### WHAT TO WORK ON
The first line of the data below and every line after it, through the one with "Place a point on each instance of the large", must be transcribed without change.

- Opening Delimiter -

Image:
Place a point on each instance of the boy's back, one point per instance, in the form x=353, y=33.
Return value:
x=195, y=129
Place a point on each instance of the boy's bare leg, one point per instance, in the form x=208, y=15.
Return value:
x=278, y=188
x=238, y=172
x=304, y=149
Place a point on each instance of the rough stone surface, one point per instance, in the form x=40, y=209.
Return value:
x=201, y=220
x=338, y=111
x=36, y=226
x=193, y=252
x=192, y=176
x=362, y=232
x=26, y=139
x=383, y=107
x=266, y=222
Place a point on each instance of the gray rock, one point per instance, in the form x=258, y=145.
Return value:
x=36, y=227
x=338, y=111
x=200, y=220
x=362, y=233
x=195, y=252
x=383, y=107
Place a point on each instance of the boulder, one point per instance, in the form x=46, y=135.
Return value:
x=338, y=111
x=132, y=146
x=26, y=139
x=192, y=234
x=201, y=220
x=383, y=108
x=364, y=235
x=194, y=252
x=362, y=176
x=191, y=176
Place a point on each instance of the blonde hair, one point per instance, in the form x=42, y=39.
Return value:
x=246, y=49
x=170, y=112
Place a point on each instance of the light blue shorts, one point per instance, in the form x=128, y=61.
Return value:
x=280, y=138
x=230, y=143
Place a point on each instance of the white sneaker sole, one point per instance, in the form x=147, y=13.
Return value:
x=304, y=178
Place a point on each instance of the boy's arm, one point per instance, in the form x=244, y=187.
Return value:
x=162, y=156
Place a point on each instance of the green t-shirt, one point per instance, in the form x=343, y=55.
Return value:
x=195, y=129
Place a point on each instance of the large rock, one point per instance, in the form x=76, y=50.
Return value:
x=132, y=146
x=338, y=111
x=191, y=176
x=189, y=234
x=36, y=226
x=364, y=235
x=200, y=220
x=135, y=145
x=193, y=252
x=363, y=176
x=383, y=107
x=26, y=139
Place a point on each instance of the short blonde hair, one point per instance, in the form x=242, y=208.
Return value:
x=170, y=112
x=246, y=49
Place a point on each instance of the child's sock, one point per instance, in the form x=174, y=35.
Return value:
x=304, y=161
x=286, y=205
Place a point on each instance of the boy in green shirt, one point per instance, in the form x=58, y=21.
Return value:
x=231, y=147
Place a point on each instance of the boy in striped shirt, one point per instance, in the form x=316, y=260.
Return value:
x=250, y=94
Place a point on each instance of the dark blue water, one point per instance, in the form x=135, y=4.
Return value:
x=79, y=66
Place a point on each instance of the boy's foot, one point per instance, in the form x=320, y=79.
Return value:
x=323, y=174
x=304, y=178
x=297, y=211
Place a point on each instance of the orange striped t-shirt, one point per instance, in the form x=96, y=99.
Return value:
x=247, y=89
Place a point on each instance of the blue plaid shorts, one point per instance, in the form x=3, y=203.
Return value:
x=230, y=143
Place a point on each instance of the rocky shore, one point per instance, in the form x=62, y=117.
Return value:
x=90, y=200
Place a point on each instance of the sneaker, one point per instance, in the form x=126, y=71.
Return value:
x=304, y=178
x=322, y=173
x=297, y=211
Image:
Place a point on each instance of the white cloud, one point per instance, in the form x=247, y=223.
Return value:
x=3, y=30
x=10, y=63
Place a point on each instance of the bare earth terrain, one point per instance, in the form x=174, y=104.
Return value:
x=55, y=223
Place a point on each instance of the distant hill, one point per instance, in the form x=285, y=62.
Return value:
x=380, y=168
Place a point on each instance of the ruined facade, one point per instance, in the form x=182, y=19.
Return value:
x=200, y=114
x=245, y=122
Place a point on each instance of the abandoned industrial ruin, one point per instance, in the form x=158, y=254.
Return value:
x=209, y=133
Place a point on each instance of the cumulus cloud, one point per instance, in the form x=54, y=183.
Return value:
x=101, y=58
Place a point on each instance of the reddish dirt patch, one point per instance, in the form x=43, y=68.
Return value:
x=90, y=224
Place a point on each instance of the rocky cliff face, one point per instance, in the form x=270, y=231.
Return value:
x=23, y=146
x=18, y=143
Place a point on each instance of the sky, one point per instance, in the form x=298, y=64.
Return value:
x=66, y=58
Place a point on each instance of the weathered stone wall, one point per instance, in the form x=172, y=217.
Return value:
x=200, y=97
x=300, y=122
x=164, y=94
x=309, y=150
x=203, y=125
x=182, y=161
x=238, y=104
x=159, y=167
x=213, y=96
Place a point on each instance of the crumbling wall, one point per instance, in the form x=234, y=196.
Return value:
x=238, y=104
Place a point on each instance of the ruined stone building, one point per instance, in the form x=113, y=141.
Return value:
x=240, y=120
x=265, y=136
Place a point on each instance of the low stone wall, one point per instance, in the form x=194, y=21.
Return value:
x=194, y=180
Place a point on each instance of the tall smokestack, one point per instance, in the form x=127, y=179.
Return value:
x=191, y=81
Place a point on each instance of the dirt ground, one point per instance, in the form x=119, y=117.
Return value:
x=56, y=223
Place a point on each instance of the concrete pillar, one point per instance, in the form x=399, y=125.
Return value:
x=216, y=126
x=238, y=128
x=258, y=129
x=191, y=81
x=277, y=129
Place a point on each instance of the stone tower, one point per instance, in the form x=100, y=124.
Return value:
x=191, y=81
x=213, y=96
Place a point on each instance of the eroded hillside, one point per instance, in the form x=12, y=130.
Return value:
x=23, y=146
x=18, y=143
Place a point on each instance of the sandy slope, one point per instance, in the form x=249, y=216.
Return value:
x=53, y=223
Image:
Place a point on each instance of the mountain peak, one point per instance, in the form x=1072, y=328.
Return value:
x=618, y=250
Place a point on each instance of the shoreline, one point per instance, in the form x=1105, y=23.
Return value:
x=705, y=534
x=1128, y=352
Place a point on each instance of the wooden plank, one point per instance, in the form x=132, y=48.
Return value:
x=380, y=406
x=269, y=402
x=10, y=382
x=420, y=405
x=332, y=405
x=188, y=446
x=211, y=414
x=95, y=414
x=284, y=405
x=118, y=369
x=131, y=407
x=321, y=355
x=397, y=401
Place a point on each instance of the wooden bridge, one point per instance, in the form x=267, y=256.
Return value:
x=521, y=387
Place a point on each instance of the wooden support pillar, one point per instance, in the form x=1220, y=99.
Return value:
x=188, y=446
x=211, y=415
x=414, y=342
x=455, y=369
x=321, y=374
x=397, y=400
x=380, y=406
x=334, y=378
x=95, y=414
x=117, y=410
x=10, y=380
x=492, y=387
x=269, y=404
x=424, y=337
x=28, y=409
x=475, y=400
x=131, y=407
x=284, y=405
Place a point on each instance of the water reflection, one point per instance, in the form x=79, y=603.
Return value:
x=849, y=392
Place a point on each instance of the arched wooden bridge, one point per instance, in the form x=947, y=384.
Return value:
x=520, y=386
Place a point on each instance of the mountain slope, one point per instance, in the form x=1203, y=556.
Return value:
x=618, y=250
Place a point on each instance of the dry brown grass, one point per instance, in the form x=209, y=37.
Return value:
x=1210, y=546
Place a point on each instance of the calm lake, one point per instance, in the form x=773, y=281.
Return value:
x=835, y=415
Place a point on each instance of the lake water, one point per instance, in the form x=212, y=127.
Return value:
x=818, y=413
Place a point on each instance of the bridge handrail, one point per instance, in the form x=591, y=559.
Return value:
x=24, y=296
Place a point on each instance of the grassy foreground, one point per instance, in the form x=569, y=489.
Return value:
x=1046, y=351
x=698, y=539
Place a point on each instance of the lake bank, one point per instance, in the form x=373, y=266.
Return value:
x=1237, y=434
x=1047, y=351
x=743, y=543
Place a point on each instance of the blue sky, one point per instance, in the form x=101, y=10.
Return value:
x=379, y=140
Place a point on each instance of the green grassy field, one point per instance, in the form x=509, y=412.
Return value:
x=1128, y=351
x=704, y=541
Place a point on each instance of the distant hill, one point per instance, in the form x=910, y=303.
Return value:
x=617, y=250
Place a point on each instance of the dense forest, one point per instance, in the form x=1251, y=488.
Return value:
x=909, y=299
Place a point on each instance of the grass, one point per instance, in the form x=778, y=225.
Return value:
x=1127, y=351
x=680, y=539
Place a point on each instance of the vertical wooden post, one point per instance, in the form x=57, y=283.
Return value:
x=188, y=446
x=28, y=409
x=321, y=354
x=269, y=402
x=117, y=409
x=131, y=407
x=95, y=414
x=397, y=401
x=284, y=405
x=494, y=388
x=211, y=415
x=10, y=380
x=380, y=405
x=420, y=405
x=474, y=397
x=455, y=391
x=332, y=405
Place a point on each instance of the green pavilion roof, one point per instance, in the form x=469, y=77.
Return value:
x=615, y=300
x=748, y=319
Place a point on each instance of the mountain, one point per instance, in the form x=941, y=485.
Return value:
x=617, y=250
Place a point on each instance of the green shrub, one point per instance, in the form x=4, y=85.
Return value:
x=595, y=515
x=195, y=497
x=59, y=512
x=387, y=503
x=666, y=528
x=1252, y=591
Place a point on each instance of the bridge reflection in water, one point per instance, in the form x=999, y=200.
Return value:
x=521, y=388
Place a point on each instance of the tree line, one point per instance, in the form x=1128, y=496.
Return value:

- Closing Delimiter -

### TASK OUTPUT
Image:
Place a point on each instance of the boy's back, one point per instance, in the form x=353, y=33.
Return value:
x=195, y=129
Place a point on each instance of the boy's bare leg, one point per instance, in the form x=208, y=15.
Return value:
x=278, y=188
x=238, y=172
x=304, y=149
Place a point on each instance of the rough stone surface, one point per instance, in the form x=40, y=209.
Return value:
x=201, y=220
x=338, y=111
x=36, y=226
x=193, y=252
x=192, y=176
x=362, y=232
x=26, y=139
x=383, y=107
x=266, y=222
Place a point on each instance of the gray rock, one point per instance, in the form x=258, y=145.
Return value:
x=36, y=227
x=338, y=111
x=200, y=220
x=362, y=233
x=195, y=252
x=383, y=107
Place a point on each instance of the boulder, one point per instance, in the form x=46, y=135.
Return value:
x=338, y=111
x=132, y=146
x=26, y=139
x=192, y=234
x=201, y=220
x=383, y=108
x=364, y=235
x=194, y=252
x=362, y=176
x=191, y=176
Place a point on each instance of the blonde hair, one point per instance, in the form x=42, y=39.
Return value:
x=246, y=49
x=170, y=112
Place a point on each instance of the light blue shorts, one point per instance, in the form x=128, y=61.
Return value:
x=280, y=138
x=230, y=143
Place a point on each instance of the white sneaker sole, one point per instance, in the form x=147, y=13.
Return value:
x=304, y=178
Place a point on each instance of the boy's arm, one point per instance, in the form x=244, y=187.
Return value:
x=162, y=156
Place a point on each instance of the green t-shirt, one point per instance, in the form x=343, y=55.
Return value:
x=195, y=129
Place a point on each instance of the large rock, one point per instance, in the form x=76, y=50.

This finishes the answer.